[START OF Input]

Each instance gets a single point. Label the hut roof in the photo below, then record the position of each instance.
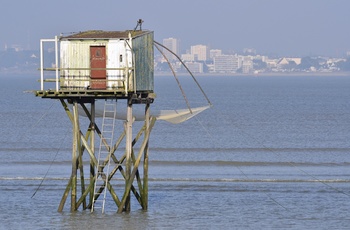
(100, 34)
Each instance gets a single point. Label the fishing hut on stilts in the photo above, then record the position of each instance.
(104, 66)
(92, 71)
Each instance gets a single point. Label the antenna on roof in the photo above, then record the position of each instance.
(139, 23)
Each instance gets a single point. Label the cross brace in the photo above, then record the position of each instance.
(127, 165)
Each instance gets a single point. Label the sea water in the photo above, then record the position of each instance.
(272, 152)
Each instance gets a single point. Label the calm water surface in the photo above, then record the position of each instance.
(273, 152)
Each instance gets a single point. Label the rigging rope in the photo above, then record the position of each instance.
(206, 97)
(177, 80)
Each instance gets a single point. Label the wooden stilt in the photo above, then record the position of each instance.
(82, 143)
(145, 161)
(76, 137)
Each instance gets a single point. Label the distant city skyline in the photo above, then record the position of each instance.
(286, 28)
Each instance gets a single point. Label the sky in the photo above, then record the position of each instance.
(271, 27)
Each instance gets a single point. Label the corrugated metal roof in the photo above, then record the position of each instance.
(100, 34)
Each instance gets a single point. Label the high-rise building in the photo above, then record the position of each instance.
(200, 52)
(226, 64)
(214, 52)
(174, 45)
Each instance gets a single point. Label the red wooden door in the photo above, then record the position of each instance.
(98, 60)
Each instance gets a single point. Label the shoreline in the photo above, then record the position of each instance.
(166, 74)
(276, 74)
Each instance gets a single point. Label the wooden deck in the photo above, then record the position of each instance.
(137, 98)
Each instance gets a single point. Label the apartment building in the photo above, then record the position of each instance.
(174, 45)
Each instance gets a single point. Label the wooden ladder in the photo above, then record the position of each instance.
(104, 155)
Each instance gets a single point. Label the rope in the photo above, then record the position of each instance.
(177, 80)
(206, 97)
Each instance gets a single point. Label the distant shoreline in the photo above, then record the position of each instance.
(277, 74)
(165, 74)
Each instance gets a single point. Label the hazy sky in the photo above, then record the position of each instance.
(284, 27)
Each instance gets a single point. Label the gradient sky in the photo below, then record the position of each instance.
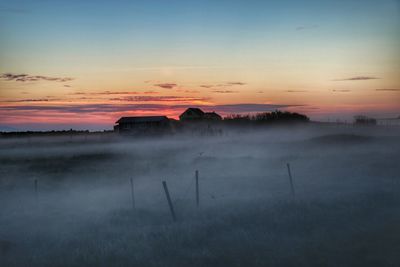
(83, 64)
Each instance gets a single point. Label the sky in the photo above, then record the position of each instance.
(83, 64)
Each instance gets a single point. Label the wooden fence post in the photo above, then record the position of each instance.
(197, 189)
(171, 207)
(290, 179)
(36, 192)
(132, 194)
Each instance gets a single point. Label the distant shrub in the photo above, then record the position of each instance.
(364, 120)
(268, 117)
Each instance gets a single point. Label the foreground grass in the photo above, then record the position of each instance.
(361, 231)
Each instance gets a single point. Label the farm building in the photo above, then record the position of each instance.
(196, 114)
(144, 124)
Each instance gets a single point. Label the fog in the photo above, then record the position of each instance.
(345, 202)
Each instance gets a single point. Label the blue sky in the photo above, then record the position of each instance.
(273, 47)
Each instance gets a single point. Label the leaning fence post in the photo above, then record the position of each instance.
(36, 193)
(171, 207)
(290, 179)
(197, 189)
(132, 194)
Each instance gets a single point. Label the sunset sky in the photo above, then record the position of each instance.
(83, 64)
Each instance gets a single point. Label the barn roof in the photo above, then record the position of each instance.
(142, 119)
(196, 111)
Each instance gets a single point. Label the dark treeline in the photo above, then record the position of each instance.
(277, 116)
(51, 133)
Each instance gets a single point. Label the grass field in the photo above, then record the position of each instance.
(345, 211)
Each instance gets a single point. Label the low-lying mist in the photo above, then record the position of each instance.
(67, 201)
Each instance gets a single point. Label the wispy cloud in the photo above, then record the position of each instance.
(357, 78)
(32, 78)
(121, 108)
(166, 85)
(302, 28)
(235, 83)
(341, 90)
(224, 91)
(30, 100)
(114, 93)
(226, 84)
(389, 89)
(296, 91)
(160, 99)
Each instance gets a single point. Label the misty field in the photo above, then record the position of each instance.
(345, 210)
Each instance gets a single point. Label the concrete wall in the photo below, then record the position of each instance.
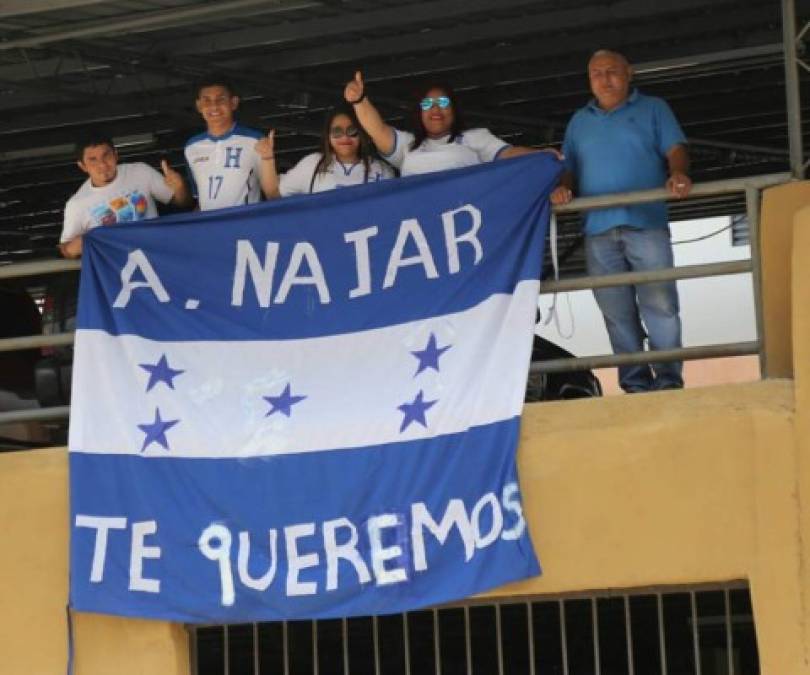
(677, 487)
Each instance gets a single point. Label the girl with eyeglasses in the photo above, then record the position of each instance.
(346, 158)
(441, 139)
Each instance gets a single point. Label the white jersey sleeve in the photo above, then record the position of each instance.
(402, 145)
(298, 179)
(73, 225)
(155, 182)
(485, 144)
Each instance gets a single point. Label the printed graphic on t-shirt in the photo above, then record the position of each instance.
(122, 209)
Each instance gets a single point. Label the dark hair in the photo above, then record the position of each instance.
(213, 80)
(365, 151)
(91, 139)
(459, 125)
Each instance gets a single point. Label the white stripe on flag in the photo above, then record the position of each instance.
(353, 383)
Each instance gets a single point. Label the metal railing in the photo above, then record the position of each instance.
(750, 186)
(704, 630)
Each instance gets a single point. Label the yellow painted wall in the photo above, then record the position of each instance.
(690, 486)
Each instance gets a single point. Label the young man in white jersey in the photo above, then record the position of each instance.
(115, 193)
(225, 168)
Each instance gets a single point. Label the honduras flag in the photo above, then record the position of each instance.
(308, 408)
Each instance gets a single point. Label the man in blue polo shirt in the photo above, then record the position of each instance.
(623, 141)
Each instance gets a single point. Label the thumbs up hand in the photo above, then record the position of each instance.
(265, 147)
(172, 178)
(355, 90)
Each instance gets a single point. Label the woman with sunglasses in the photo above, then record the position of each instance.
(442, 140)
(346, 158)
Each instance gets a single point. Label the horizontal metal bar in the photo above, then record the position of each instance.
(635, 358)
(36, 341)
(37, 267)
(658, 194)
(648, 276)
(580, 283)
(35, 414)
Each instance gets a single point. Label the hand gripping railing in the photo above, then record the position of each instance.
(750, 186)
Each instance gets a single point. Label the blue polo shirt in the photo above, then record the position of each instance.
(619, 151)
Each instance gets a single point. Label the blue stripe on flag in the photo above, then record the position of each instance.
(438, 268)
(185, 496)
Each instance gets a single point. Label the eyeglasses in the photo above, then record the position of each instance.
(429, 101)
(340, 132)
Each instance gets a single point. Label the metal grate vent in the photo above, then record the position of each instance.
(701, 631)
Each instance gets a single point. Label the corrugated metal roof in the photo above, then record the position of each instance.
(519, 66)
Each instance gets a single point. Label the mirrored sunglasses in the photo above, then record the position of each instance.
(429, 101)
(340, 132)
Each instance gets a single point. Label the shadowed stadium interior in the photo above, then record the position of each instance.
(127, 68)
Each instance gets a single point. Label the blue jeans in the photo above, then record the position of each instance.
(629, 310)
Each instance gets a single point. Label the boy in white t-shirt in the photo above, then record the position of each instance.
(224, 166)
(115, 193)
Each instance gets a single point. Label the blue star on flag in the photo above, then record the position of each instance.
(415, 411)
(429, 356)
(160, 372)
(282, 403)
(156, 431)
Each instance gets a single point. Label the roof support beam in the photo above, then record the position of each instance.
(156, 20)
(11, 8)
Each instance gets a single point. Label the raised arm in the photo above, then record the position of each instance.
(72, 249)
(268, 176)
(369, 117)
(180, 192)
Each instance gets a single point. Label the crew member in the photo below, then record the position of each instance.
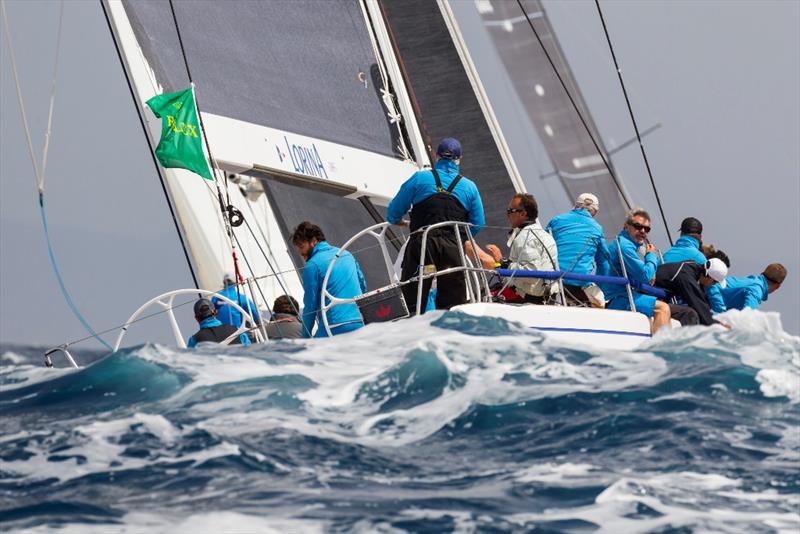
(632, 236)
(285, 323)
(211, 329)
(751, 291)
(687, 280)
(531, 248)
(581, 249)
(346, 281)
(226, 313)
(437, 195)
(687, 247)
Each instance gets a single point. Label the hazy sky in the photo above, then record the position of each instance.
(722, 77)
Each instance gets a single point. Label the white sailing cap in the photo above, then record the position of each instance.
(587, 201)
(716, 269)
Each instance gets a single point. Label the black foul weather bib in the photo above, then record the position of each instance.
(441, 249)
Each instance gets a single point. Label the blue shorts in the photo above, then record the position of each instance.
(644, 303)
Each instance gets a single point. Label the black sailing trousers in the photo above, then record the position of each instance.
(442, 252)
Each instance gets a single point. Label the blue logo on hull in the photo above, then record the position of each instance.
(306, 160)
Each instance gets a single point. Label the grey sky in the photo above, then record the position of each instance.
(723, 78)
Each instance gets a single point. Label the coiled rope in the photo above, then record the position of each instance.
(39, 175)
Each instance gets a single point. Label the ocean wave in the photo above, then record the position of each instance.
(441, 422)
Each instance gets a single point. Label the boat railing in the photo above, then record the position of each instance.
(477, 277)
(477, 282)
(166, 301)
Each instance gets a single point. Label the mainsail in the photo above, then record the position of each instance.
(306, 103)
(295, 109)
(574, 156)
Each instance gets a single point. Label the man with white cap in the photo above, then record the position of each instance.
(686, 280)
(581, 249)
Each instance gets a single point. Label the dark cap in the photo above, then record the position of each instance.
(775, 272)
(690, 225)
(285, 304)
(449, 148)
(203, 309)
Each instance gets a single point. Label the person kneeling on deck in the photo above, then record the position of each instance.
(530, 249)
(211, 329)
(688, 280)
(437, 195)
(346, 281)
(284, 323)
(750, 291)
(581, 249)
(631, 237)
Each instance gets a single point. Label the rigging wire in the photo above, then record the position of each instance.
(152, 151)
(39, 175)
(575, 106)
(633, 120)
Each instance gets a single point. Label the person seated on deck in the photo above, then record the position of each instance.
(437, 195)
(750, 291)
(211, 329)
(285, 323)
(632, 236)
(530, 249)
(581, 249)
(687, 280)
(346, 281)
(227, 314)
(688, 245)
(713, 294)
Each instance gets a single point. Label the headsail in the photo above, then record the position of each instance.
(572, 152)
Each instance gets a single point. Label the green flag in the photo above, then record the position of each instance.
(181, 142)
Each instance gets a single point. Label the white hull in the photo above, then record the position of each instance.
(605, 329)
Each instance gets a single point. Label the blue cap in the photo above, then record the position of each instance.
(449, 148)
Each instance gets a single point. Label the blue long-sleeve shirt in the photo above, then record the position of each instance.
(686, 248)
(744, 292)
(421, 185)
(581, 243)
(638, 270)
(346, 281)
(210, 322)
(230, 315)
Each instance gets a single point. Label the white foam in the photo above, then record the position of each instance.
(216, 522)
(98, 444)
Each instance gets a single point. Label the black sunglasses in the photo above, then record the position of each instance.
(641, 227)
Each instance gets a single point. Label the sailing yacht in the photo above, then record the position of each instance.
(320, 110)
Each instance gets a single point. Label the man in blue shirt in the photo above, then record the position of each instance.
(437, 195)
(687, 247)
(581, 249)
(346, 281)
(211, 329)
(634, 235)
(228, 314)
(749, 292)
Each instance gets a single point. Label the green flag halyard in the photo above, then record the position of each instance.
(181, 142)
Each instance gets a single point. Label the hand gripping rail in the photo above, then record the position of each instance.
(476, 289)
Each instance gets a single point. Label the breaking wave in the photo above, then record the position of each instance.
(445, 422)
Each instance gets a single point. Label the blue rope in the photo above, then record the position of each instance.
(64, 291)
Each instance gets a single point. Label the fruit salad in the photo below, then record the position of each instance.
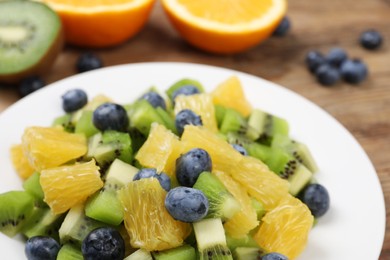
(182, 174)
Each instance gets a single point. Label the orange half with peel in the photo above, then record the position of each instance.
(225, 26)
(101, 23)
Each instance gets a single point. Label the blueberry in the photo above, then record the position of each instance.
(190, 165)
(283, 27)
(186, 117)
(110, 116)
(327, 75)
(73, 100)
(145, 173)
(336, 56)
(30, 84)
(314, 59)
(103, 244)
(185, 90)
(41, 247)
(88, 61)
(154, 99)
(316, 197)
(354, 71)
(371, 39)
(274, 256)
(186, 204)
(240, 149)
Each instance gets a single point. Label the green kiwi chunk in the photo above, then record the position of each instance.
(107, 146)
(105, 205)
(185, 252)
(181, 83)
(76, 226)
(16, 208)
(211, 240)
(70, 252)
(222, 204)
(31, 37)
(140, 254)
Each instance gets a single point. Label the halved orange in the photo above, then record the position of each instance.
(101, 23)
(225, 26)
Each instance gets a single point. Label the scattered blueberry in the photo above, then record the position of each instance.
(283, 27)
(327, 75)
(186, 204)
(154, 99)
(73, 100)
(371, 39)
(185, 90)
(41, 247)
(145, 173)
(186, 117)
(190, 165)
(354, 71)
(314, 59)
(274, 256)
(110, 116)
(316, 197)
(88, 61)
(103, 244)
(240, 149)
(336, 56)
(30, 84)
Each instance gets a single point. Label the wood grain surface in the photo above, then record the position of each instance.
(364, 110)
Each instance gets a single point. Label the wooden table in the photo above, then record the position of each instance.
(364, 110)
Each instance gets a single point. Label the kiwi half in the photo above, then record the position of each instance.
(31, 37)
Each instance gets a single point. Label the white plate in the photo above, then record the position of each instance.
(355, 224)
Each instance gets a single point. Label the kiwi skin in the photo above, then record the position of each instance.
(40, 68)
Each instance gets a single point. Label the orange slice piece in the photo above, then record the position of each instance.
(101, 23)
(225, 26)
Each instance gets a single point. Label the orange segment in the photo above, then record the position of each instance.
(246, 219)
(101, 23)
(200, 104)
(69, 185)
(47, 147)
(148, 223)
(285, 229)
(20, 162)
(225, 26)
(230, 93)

[END OF Input]

■ **Exercise goal**:
Output only the lines running from the line with "Each instance gets a single point. Label the wooden table" through the final line of the data, inclusive.

■ **Written answer**:
Each instance gets a single point. Label the wooden table in the photo above, then record the position of each instance.
(364, 110)
Each instance gets a single point. Label the kiwi half in the photo above, then record the position of each instance.
(31, 37)
Each instance gets a single point. Label the white plate in the photo above, then record the position of each instance.
(355, 224)
Each instance gets a single point. Label the kiwi skin in the photo above, then record the position of each instance.
(40, 68)
Each instance gets a single point. Label the orange slice piece in the photo above, then record the position of each instance.
(101, 23)
(225, 26)
Each instance gets a single point. Label the orange segment in the photo above, then record the position of each instance.
(246, 219)
(101, 23)
(200, 104)
(69, 185)
(47, 147)
(148, 223)
(285, 229)
(20, 162)
(225, 26)
(230, 93)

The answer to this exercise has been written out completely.